### [Supplied entries]
******************************
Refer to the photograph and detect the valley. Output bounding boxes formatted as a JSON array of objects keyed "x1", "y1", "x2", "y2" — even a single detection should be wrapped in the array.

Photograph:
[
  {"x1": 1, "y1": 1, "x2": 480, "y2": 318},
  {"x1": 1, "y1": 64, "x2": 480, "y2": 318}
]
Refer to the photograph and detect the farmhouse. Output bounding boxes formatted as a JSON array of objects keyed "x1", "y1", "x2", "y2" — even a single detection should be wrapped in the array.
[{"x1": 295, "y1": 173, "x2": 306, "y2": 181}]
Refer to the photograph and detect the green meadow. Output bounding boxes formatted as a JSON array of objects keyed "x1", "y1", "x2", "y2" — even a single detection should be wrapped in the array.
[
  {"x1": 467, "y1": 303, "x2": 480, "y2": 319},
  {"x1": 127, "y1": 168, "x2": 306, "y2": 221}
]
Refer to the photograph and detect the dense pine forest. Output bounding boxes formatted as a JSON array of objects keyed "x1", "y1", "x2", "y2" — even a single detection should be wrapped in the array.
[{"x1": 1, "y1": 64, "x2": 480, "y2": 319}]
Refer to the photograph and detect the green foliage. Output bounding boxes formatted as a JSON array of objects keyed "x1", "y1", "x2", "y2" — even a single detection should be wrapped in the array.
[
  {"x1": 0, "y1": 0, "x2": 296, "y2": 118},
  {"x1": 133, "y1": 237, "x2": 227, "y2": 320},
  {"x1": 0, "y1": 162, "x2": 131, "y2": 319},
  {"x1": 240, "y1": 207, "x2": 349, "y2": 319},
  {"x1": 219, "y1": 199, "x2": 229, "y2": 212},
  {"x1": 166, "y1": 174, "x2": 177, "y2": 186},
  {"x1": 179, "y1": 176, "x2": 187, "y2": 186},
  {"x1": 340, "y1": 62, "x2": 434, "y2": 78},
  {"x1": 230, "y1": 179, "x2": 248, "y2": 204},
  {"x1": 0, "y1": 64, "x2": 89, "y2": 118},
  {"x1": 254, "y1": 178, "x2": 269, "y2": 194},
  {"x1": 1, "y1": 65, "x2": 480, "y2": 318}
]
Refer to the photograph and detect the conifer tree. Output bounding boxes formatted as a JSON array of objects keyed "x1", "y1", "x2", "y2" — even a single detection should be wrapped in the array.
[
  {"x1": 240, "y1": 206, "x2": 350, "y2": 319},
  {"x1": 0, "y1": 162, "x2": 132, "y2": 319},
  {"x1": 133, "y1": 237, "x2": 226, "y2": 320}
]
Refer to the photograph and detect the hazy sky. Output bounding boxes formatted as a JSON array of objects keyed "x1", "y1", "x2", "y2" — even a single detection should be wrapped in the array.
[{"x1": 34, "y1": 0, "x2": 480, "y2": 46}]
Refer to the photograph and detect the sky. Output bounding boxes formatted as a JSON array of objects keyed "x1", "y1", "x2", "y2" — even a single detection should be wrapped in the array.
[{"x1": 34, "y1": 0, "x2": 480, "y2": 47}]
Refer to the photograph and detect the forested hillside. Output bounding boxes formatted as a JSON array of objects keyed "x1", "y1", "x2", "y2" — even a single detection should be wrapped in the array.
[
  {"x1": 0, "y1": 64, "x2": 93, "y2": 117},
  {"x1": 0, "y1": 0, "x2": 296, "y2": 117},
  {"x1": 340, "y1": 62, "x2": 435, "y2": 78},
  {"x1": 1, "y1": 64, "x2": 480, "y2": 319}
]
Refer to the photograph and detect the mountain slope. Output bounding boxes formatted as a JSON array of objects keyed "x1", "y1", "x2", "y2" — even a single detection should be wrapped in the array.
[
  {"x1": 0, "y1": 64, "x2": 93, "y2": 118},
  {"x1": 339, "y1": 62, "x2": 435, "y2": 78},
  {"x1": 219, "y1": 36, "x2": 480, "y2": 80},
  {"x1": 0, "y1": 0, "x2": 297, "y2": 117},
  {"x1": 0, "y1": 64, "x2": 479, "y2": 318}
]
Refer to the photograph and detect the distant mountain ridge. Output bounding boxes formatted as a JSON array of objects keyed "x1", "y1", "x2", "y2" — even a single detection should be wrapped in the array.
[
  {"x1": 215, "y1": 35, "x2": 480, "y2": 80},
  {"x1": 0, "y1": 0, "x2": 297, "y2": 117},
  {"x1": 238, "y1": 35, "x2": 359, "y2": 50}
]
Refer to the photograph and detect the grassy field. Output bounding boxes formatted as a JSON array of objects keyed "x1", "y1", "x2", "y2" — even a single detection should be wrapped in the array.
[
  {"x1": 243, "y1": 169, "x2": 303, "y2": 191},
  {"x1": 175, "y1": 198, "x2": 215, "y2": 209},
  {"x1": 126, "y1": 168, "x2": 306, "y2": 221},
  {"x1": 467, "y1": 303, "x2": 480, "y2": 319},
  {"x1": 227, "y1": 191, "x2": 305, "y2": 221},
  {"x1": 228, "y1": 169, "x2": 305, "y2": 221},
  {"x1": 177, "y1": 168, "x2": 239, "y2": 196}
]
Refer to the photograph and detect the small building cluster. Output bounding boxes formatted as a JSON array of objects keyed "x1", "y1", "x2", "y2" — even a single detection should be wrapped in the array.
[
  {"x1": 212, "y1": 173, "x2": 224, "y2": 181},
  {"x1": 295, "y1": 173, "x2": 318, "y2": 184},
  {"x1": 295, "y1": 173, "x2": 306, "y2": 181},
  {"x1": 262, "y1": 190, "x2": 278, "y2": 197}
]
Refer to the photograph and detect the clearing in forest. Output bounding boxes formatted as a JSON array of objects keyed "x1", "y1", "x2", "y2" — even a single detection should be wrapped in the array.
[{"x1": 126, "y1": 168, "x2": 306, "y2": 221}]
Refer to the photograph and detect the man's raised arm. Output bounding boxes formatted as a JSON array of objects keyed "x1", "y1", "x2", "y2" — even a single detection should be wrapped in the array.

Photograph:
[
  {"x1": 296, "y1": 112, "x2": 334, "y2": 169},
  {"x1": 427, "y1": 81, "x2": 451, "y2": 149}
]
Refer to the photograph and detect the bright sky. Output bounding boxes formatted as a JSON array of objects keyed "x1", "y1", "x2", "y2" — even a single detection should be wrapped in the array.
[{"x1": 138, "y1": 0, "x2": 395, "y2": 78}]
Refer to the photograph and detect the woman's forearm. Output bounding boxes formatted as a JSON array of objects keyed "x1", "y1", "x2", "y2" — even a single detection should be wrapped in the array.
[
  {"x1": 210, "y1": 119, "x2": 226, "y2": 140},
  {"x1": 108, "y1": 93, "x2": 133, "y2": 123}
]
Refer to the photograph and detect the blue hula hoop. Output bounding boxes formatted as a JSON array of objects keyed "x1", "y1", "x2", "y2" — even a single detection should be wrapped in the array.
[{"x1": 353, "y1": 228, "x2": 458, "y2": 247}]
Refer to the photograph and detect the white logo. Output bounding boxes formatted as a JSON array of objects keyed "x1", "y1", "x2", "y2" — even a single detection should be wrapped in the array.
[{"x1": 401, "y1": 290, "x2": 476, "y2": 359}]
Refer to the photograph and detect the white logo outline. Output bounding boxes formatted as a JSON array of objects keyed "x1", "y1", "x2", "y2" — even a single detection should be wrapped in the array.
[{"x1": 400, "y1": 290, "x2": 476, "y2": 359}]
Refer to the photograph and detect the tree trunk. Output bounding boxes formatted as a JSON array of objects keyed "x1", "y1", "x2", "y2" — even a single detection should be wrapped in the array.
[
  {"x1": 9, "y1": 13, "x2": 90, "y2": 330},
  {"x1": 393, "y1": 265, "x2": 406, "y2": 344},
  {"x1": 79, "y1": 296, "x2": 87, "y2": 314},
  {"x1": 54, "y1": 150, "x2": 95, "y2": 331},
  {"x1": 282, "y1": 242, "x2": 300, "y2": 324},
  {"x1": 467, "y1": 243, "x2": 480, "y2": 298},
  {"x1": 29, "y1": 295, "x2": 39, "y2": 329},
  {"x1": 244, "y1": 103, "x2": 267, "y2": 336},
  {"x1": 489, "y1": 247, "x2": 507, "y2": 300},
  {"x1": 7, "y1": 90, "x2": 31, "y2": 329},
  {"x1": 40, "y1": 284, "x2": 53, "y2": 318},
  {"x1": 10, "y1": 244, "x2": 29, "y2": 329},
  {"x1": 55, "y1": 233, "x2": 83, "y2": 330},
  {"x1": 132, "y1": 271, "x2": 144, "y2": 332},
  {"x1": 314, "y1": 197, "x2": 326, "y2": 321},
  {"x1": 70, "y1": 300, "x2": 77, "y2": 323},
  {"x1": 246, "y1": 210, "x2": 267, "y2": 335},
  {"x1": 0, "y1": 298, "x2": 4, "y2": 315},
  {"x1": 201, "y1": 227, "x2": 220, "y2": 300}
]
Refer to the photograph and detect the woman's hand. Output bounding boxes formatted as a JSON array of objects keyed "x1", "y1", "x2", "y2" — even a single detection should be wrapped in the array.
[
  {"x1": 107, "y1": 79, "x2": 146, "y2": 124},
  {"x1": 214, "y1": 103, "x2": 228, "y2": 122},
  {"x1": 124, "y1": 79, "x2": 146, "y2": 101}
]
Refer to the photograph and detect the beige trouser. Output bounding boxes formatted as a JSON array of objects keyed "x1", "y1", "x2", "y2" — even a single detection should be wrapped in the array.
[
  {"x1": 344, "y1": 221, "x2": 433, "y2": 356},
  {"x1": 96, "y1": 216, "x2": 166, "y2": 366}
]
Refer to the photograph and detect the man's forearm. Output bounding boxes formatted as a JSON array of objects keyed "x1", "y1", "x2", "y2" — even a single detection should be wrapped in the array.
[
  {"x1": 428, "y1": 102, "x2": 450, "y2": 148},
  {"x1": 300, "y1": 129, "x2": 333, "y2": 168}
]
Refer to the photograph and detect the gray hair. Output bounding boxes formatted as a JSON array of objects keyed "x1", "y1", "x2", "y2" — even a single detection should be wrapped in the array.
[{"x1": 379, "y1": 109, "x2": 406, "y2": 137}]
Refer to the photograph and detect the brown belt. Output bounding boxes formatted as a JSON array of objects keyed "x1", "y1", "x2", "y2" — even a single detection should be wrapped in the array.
******************************
### [Your goal]
Your answer must consist solely of the lines from the one containing "Refer to the photograph and detect the woman's hand." through the last line of the entries, reproduced exactly.

### [Reply]
Refer to the photograph and detect the woman's hand. Output bounding boxes formatted as a JSON array of objects keyed "x1", "y1", "x2", "y2" — even a single detection should be wrapped in the array.
[
  {"x1": 107, "y1": 79, "x2": 146, "y2": 124},
  {"x1": 214, "y1": 103, "x2": 228, "y2": 122},
  {"x1": 124, "y1": 79, "x2": 146, "y2": 101}
]
Refer to the photograph and detect the beige trouser. Output bounding boxes formatted as a JSON array of objects keyed "x1", "y1", "x2", "y2" — even a single detection should be wrapped in the array.
[
  {"x1": 344, "y1": 221, "x2": 433, "y2": 356},
  {"x1": 96, "y1": 216, "x2": 166, "y2": 366}
]
Refer to the photograph and detect the man's forearm. Output bounding boxes formatted as a JSON array of objects keyed "x1", "y1", "x2", "y2" — even a single detection should be wrapped in the array.
[
  {"x1": 428, "y1": 102, "x2": 450, "y2": 148},
  {"x1": 300, "y1": 129, "x2": 333, "y2": 168}
]
Refer to the photograph and detect the gray hair. Output bounding boxes formatted as a JSON array of objects keyed "x1", "y1", "x2", "y2" — even a single detection should be wrapped in the array.
[{"x1": 379, "y1": 109, "x2": 406, "y2": 137}]
Refer to the photograph and detect the brown belt. Output bounding boxes formatted as a JSON array of objects keyed "x1", "y1", "x2", "y2" — even a single detection should be wrapped in the array.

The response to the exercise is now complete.